## Problem details
Duplicate, word for word, the part of the ECS Fabric layer guide below starting with "- Used to control" and going on through "and failure detection.".

ECS: How to reference high level ECS fabric layer and components
Summary: Architectural guide Fabric details for quick reference.
Instructions
For more details, reference ECS Architectural-guide whitepaper four code version.
Fabric
The Fabric layer provides clustering, system health, software management, configuration management,
Upgrade capabilities and alerting. It is responsible for keeping services running and managing resources such
as disks, containers and the network. It tracks and reacts to environment changes such as failure detection
and provides alerts related to system health. The Fabric layer has the following components:
- Node agent runs on each node
- Manages host resources
- Install Services
- Containers
- Disks
- ECS Firewall
- ECS Network - Nile Area Network (NAN)
- Used to control Maintenance (Node Maintenance Mode, Disks, and so forth) and Upgrades for Fabric
- Fabric Agent relies on Hardware Manager / HAL (Hardware Abstraction Layer) component to get the disk health status
- Allows operator to manage cluster and nodes, using fabric CLI (Command Line Interface) - /opt/emc/caspian/fabric/cli/bin/fcli
- System, application health, failure detection and alerting
- Tracks and reacts to environment changes
Lifecycle Manager: Application life cycle management, which involves starting services, recovery,
notification and failure detection.

## Data section
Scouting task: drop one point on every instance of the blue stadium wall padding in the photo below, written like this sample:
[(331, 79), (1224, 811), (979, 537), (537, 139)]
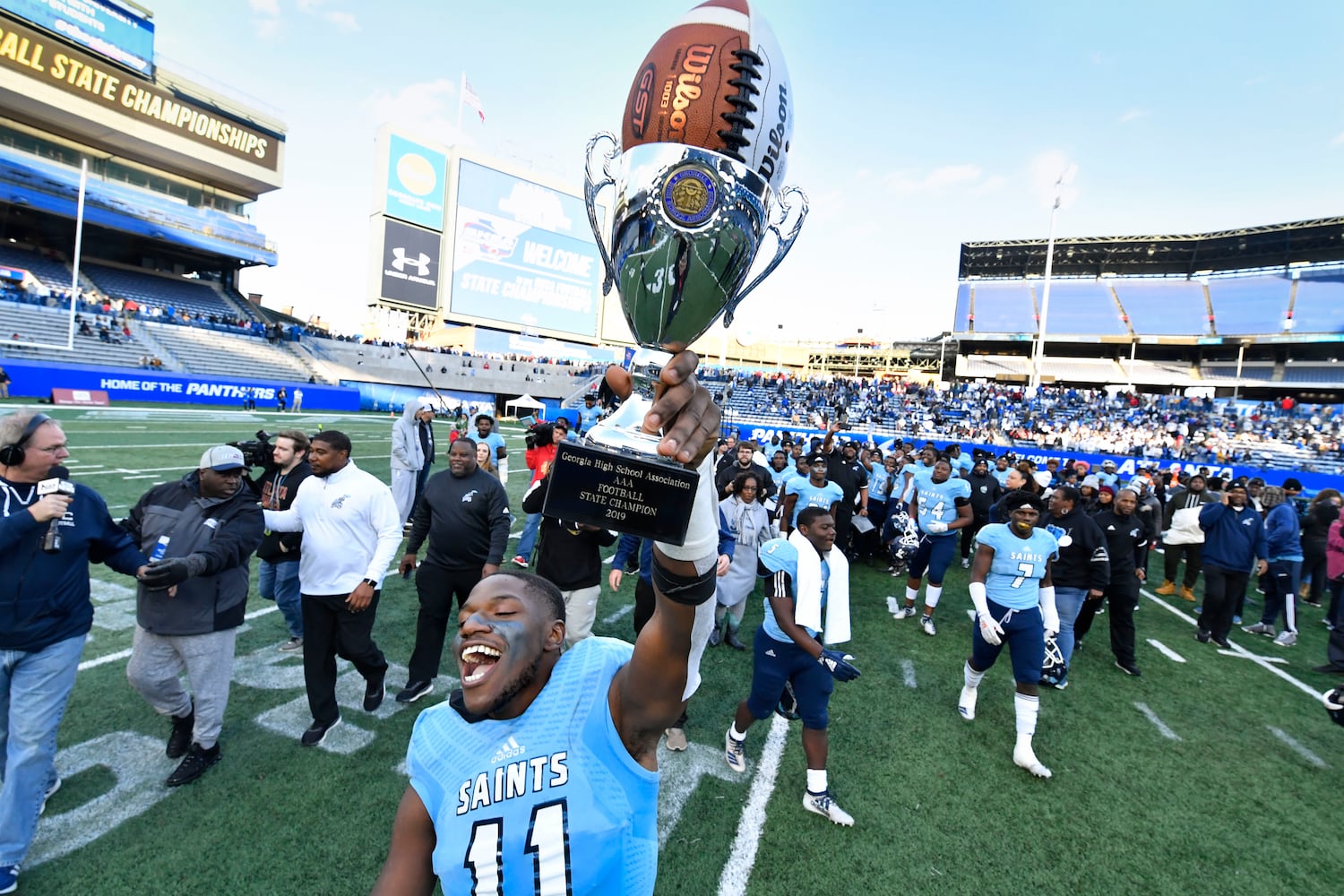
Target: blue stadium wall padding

## Result of this task
- Used to control Maintenance (Node Maintenance Mode, Disks, and so forth) and Upgrades for Fabric
- Fabric Agent relies on Hardware Manager / HAL (Hardware Abstraction Layer) component to get the disk health status
- Allows operator to manage cluster and nodes, using fabric CLI (Command Line Interface) - /opt/emc/caspian/fabric/cli/bin/fcli
- System, application health, failure detection and alerting
- Tracks and reacts to environment changes
Lifecycle Manager: Application life cycle management, which involves starting services, recovery,
notification and failure detection.